Given information START

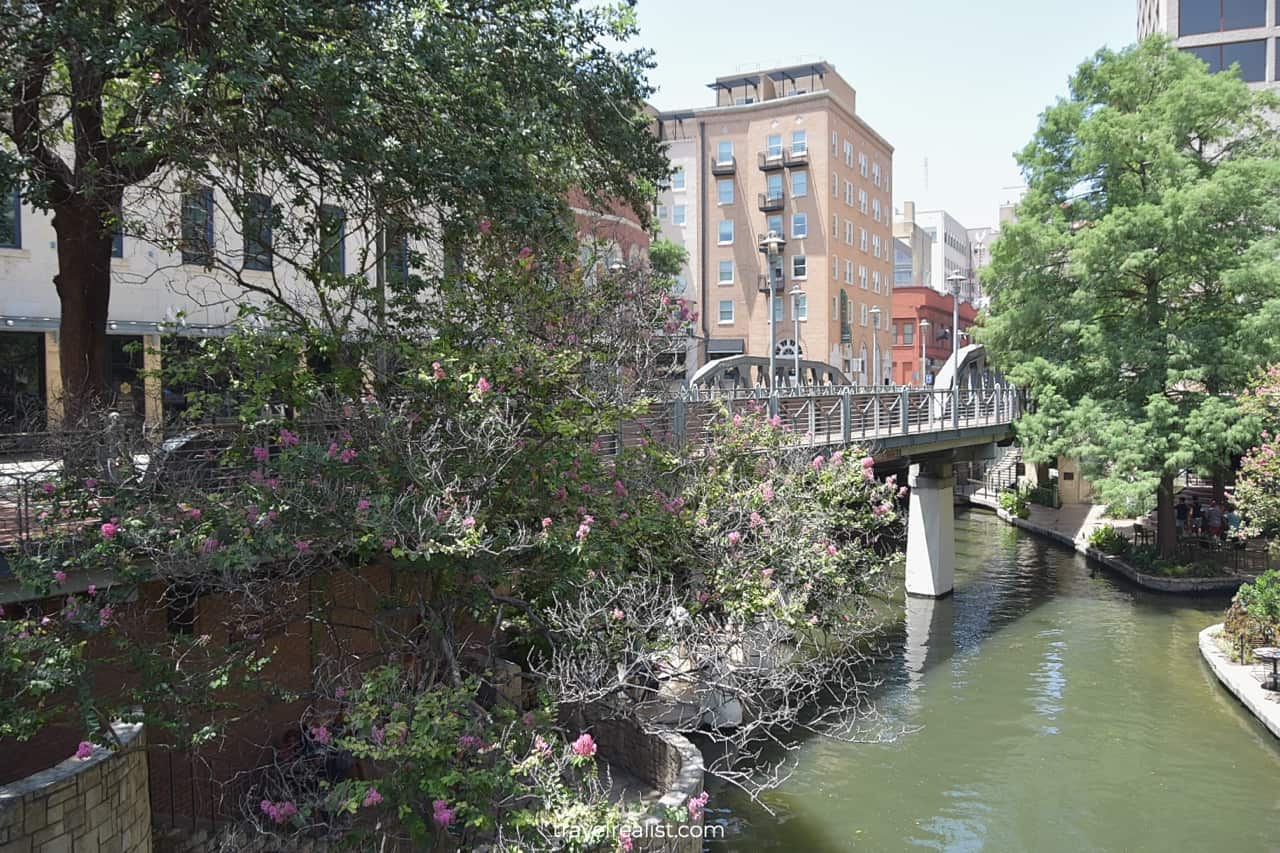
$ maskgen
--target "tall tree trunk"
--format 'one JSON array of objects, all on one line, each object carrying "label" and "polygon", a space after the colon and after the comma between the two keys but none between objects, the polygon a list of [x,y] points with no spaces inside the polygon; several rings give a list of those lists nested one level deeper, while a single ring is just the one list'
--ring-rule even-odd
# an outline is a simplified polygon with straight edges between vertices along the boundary
[{"label": "tall tree trunk", "polygon": [[93,205],[73,196],[53,212],[58,273],[53,277],[62,307],[59,366],[65,428],[110,399],[107,307],[111,299],[111,234],[104,214],[114,205]]},{"label": "tall tree trunk", "polygon": [[1161,557],[1172,557],[1178,550],[1178,531],[1174,529],[1173,475],[1163,474],[1156,489],[1156,547]]},{"label": "tall tree trunk", "polygon": [[1213,466],[1213,499],[1218,502],[1218,506],[1225,506],[1227,503],[1227,475],[1221,465]]}]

Given information END

# Task to complete
Go through the records and copy each line with "ring" in it.

# Reply
--format 'one JSON array of objects, all on one line, each object carrying "label" and "polygon", a space after the colon and after the comma between the two keys but none between objects, the polygon a list of [x,y] points with no spaces inside the polygon; several rings give a list of those lists nested one level deeper, while a single ring is just the one list'
--ring-rule even-odd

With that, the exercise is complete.